• [Selected passage]:
■ ■ ■ ■ ■ ■ ■
Managing Corpora and Resources with mumodo

Mumodo Demo Notebook - Updated on 25.04.2015

Summary: This notebook describes how to create and use mumodo files, which automate data import and create resources objects that abstract away from

(c) Dialogue Systems Group, University of Bielefeld


In [1]:
import mumodo.corpus as cp
#import pandas as pd
from IPython.display import Audio, HTML

Working with mumodo objects (IntervalFrames, StreamFrames, etc) is easy, but mumodo goes beyond that. It offers a way of managing multimodal corpora as objects that have resources. Resources abstract away from files, so that you do not need to look around for files when doing analysis. In addition to easy access to multimodal resources, mumodo files are a great way to organize corpora by keeping track of all data and metadata files.

Loading mumodos and accessing resources

NOTE: Mumodo uses moviepy (which is based on ffmpeg) to handle audio and video data, as well as PIL (Python Image Library) to handle images. Refer to the documentation of those packages for more information

Let's load a mumodo!
■ ■ ■ ■ ■ ■ ■
• [Data]:

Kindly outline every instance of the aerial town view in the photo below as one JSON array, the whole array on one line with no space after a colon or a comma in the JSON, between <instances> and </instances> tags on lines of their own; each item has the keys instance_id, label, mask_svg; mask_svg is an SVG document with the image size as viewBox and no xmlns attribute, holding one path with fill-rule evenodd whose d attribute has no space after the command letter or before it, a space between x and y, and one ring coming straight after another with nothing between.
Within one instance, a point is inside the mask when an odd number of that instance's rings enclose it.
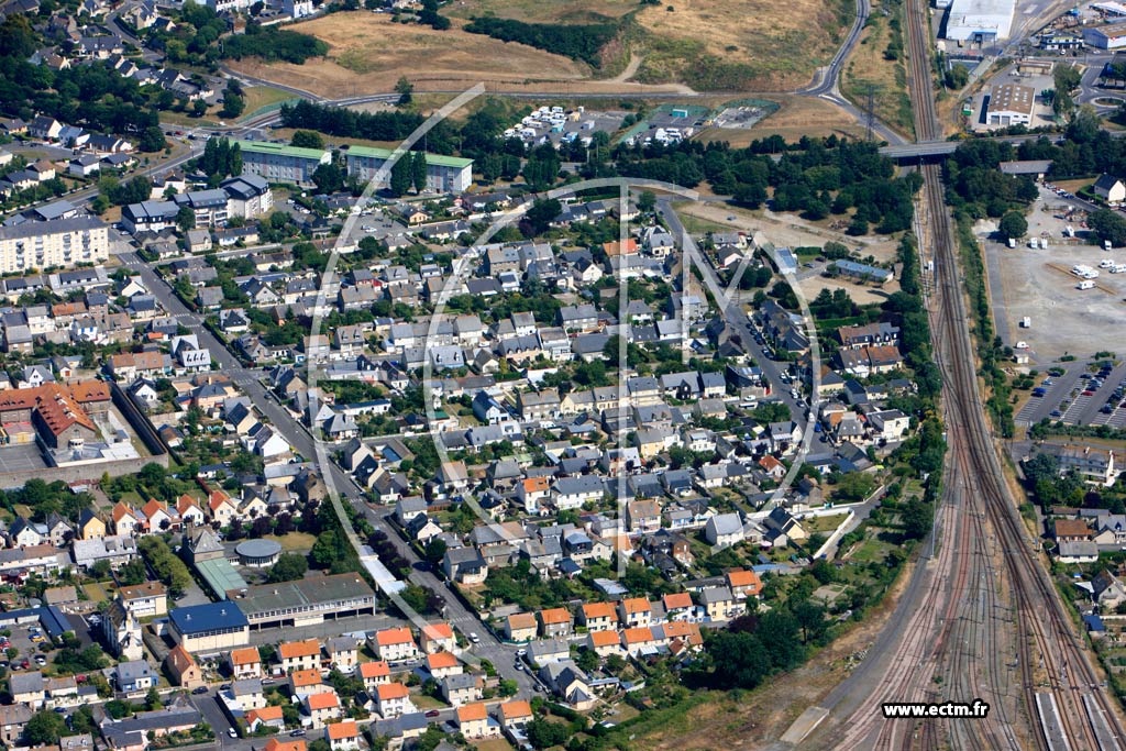
<instances>
[{"instance_id":1,"label":"aerial town view","mask_svg":"<svg viewBox=\"0 0 1126 751\"><path fill-rule=\"evenodd\" d=\"M0 0L0 744L1126 751L1126 5Z\"/></svg>"}]
</instances>

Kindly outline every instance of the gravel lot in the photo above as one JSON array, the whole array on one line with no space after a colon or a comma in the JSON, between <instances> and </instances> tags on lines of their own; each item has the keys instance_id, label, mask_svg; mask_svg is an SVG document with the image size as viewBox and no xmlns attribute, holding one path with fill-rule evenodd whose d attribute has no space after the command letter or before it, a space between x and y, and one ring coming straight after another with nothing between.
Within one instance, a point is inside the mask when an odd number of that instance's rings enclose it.
<instances>
[{"instance_id":1,"label":"gravel lot","mask_svg":"<svg viewBox=\"0 0 1126 751\"><path fill-rule=\"evenodd\" d=\"M1126 262L1126 250L1107 253L1085 238L1064 244L1067 222L1055 217L1056 205L1037 202L1029 215L1029 236L1047 233L1047 251L1031 250L1027 242L1017 248L994 242L989 238L995 223L981 222L976 227L985 245L998 331L1010 346L1027 342L1033 361L1040 365L1069 352L1087 356L1115 349L1126 320L1126 274L1101 270L1096 288L1087 290L1076 289L1079 280L1069 274L1076 263L1098 268L1107 258ZM1029 329L1019 328L1025 316L1031 319Z\"/></svg>"}]
</instances>

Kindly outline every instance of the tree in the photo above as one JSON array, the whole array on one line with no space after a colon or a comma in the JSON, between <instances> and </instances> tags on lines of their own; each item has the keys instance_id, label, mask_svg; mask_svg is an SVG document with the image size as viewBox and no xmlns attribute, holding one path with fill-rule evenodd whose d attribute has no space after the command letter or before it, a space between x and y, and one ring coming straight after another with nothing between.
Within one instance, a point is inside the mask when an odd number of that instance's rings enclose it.
<instances>
[{"instance_id":1,"label":"tree","mask_svg":"<svg viewBox=\"0 0 1126 751\"><path fill-rule=\"evenodd\" d=\"M656 194L652 190L642 190L637 196L637 211L647 214L654 208L656 208Z\"/></svg>"},{"instance_id":2,"label":"tree","mask_svg":"<svg viewBox=\"0 0 1126 751\"><path fill-rule=\"evenodd\" d=\"M539 146L524 166L524 179L533 190L547 190L560 175L558 152L554 146Z\"/></svg>"},{"instance_id":3,"label":"tree","mask_svg":"<svg viewBox=\"0 0 1126 751\"><path fill-rule=\"evenodd\" d=\"M54 712L44 709L37 712L27 721L24 735L32 745L51 745L59 742L59 739L66 732L66 721L63 716Z\"/></svg>"},{"instance_id":4,"label":"tree","mask_svg":"<svg viewBox=\"0 0 1126 751\"><path fill-rule=\"evenodd\" d=\"M289 145L301 149L324 149L324 138L315 131L296 131L289 138Z\"/></svg>"},{"instance_id":5,"label":"tree","mask_svg":"<svg viewBox=\"0 0 1126 751\"><path fill-rule=\"evenodd\" d=\"M411 185L414 186L414 193L426 190L426 154L421 151L411 157Z\"/></svg>"},{"instance_id":6,"label":"tree","mask_svg":"<svg viewBox=\"0 0 1126 751\"><path fill-rule=\"evenodd\" d=\"M969 69L965 65L950 65L945 75L944 83L947 89L960 90L969 82Z\"/></svg>"},{"instance_id":7,"label":"tree","mask_svg":"<svg viewBox=\"0 0 1126 751\"><path fill-rule=\"evenodd\" d=\"M1028 233L1028 221L1020 212L1009 212L1001 217L998 230L1006 240L1019 240Z\"/></svg>"},{"instance_id":8,"label":"tree","mask_svg":"<svg viewBox=\"0 0 1126 751\"><path fill-rule=\"evenodd\" d=\"M409 105L414 95L414 84L408 81L405 75L402 75L395 83L395 93L399 95L400 105Z\"/></svg>"},{"instance_id":9,"label":"tree","mask_svg":"<svg viewBox=\"0 0 1126 751\"><path fill-rule=\"evenodd\" d=\"M141 132L141 141L137 143L137 149L151 153L162 151L167 145L168 142L164 141L164 132L160 129L160 126L150 125Z\"/></svg>"},{"instance_id":10,"label":"tree","mask_svg":"<svg viewBox=\"0 0 1126 751\"><path fill-rule=\"evenodd\" d=\"M196 213L191 211L191 207L180 206L180 211L176 212L176 226L180 227L181 232L195 229Z\"/></svg>"},{"instance_id":11,"label":"tree","mask_svg":"<svg viewBox=\"0 0 1126 751\"><path fill-rule=\"evenodd\" d=\"M553 745L562 745L571 737L571 731L562 723L547 722L543 717L536 717L524 728L528 735L528 742L537 749L547 749Z\"/></svg>"},{"instance_id":12,"label":"tree","mask_svg":"<svg viewBox=\"0 0 1126 751\"><path fill-rule=\"evenodd\" d=\"M599 662L598 652L593 650L579 650L579 656L574 661L577 665L588 673L598 670Z\"/></svg>"},{"instance_id":13,"label":"tree","mask_svg":"<svg viewBox=\"0 0 1126 751\"><path fill-rule=\"evenodd\" d=\"M551 223L563 211L563 205L555 198L537 198L524 215L529 238L543 234Z\"/></svg>"},{"instance_id":14,"label":"tree","mask_svg":"<svg viewBox=\"0 0 1126 751\"><path fill-rule=\"evenodd\" d=\"M345 175L339 167L329 162L316 168L313 182L321 193L336 193L345 187Z\"/></svg>"},{"instance_id":15,"label":"tree","mask_svg":"<svg viewBox=\"0 0 1126 751\"><path fill-rule=\"evenodd\" d=\"M825 609L808 600L794 606L794 617L802 628L802 641L806 644L815 641L825 632Z\"/></svg>"},{"instance_id":16,"label":"tree","mask_svg":"<svg viewBox=\"0 0 1126 751\"><path fill-rule=\"evenodd\" d=\"M223 117L238 117L242 115L247 109L247 100L241 93L232 91L231 87L226 87L226 91L223 93L223 108L220 110L220 115Z\"/></svg>"},{"instance_id":17,"label":"tree","mask_svg":"<svg viewBox=\"0 0 1126 751\"><path fill-rule=\"evenodd\" d=\"M423 556L430 565L438 565L441 563L441 560L446 557L446 540L440 537L431 538L430 542L426 544Z\"/></svg>"},{"instance_id":18,"label":"tree","mask_svg":"<svg viewBox=\"0 0 1126 751\"><path fill-rule=\"evenodd\" d=\"M707 651L720 688L754 688L770 673L770 655L754 634L717 632Z\"/></svg>"},{"instance_id":19,"label":"tree","mask_svg":"<svg viewBox=\"0 0 1126 751\"><path fill-rule=\"evenodd\" d=\"M931 508L919 499L908 501L903 508L903 534L911 539L922 539L930 531Z\"/></svg>"},{"instance_id":20,"label":"tree","mask_svg":"<svg viewBox=\"0 0 1126 751\"><path fill-rule=\"evenodd\" d=\"M387 188L391 195L396 198L405 196L411 189L411 155L402 154L395 163L391 166L391 180Z\"/></svg>"},{"instance_id":21,"label":"tree","mask_svg":"<svg viewBox=\"0 0 1126 751\"><path fill-rule=\"evenodd\" d=\"M296 581L309 571L309 561L297 553L284 553L266 578L270 582Z\"/></svg>"},{"instance_id":22,"label":"tree","mask_svg":"<svg viewBox=\"0 0 1126 751\"><path fill-rule=\"evenodd\" d=\"M1109 240L1116 248L1126 245L1126 218L1118 212L1100 208L1087 217L1087 225L1094 231L1100 241Z\"/></svg>"}]
</instances>

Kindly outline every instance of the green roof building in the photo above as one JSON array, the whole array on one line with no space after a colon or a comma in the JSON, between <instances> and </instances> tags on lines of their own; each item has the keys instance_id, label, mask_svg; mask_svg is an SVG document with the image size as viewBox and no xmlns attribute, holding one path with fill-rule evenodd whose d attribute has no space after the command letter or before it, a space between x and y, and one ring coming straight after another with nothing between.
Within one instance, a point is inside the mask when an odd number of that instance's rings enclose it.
■ ■ ■ ■ ■ ■ ■
• [Work instructions]:
1: Condense the paragraph in the mumodo notebook that begins "Working with mumodo objects" into a short bulleted list that keeps its main facts.
2: Answer these questions from the mumodo notebook:
(a) Which group holds the copyright?
(b) Resources abstract away from what, according to the notebook?
(c) Which package does mumodo use to handle audio and video data?
3: Carry the mumodo notebook on past its final line.
These entries have nothing to do with the mumodo notebook.

• [Responses by task]:
1:
- Mumodo objects such as IntervalFrames and StreamFrames are easy to work with, but mumodo does more.
- It manages multimodal corpora as objects that have resources.
- Resources abstract away from files, so there is no need to search for files during analysis.
- Mumodo files also organize corpora by tracking all data and metadata files.

2:
(a) The Dialogue Systems Group, University of Bielefeld.
(b) Files.
(c) Moviepy, which is based on ffmpeg.

3:
In [2]:
mumodofromfile = cp.read_mumodo_from_file('sampledata/test.mumodo')
mumodofromfile


Out[2]:
[Mumodo
 name: A test corpus
 description: Two people clapping their hands three times
 url: possible.url.goes.gere
 localpath:                 sampledata/
 files: ['test.mp4', 'test.wav', 'testimage.png', 'test.xio.gz', 'test.TextGrid', 'test.eaf']
 ID:                 None
 resources: ['clap_points', 'image', 'transcriptionO', 'kinect_body', 'EAF', 'transcriptionS', 'video', 'audio'])]

The function returns a list (with only one item in this case) of mumodos contained in the file we opened. This is the mumodo we need. We can already see the names of the resources it contains


In [3]:
mymumodo = mumodofromfile[0]
mymumodo.get_resource_names()


Out[3]:
['EAF',
 'audio',
 'clap_points',
 'image',
 'kinect_body',
 'transcriptionO',
 'transcriptionS',
 'video']

Using these names (that must be unique) one can retrieve a resource object


In [4]:
myresource = mymumodo['transcriptionS']
myresource


Out[4]:
TextGridTierResource
name: transcriptionS
description: transcription of speaker S
filename: test.TextGrid
units: seconds
tiername: S

mumodos are also iterable, if one needs to get all resources


In [5]:
#NOTE: uncomment to see long text
#for resource in mymumodo:
#    print resource

resources have sensible methods, e.g.


In [6]:
myresource.get_tier()


Out[6]:
start_time end_time text
0 1.30 1.860000 Hello
1 2.88 3.500000 I 'm Spyros
2 4.86 8.280000 Here in the Dialogue Systems Group, in the Uni...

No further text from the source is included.